実施課題:
**A)** 本文のうち「この時、バンクメモリB[1]」で始まり「1001を行うことができる。」まで続く部分を、「読み飛ばし」を「スキップ」に置き換えて書き直すこと。
**B)** 本文によると、CPU100がスクラッチパッド・メモリ611に対して行うバンク出力903は何msの周期で実行されるか答えること。

本文:

────

次に、CPU110は、Get_Bank関数f710にてバンクメモリB[3]を確保し、{Q,Ne}のデータセットをバンクメモリB[3]から読み出す。そして、CPU110は、{Q,Ne}のデータセットに基づいて燃料噴射量qを計算し、Release_Bank関数f730にてバンクメモリB[3]を返却する。
この時、バンクメモリB[1]に書き込まれた{Q,Ne}のデータセットは、バンクメモリB[3]に書き込まれた{Q,Ne}のデータセットより古くなっている。このため、CPU110は、バンクメモリB[1]に書き込まれた{Q,Ne}のデータセットを読み出すことなく、{Q,Ne}のデータセットをバンクメモリB[3]から読み出すことができる。この時、{Q,Ne}のデータセットの読み飛ばし1001を行うことができる。
すなわち、CPU100がスクラッチパッド・メモリ611に対して行うバンク出力903は10msの周期で実行される。スクラッチパッド・メモリ611からCPU110へのバンク入力911は15msの周期で実行される。この時、スクラッチパッド・メモリ611のデータ変化1000に着目すると、バンク出力903が3回だけ行われるごとに、バンク入力911に対するデータセットの読み飛ばし1001を1回だけ行うことができる。

────

格納データ:

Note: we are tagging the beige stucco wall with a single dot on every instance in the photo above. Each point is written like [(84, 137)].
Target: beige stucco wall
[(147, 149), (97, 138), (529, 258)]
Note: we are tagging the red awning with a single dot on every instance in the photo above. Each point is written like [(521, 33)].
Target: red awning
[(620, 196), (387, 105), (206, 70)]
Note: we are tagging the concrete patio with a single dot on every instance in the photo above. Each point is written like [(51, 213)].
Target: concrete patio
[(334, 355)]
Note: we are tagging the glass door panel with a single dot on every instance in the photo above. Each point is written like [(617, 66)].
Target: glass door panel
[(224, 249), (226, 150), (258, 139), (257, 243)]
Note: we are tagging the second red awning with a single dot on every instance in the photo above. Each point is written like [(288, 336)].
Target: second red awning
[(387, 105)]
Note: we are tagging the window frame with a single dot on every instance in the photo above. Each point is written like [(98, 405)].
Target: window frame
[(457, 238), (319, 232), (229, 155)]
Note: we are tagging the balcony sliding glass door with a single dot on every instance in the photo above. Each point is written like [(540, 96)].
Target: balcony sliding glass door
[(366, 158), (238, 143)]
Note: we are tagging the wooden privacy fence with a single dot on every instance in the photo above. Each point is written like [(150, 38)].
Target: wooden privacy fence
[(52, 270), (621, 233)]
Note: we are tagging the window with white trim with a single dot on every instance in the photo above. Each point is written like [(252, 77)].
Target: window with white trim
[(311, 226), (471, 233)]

────

出力結果:
**A)**
この時、バンクメモリB[1]に書き込まれた{Q,Ne}のデータセットは、バンクメモリB[3]に書き込まれた{Q,Ne}のデータセットより古くなっている。このため、CPU110は、バンクメモリB[1]に書き込まれた{Q,Ne}のデータセットを読み出すことなく、{Q,Ne}のデータセットをバンクメモリB[3]から読み出すことができる。この時、{Q,Ne}のデータセットのスキップ1001を行うことができる。

**B)** 10msの周期で実行される。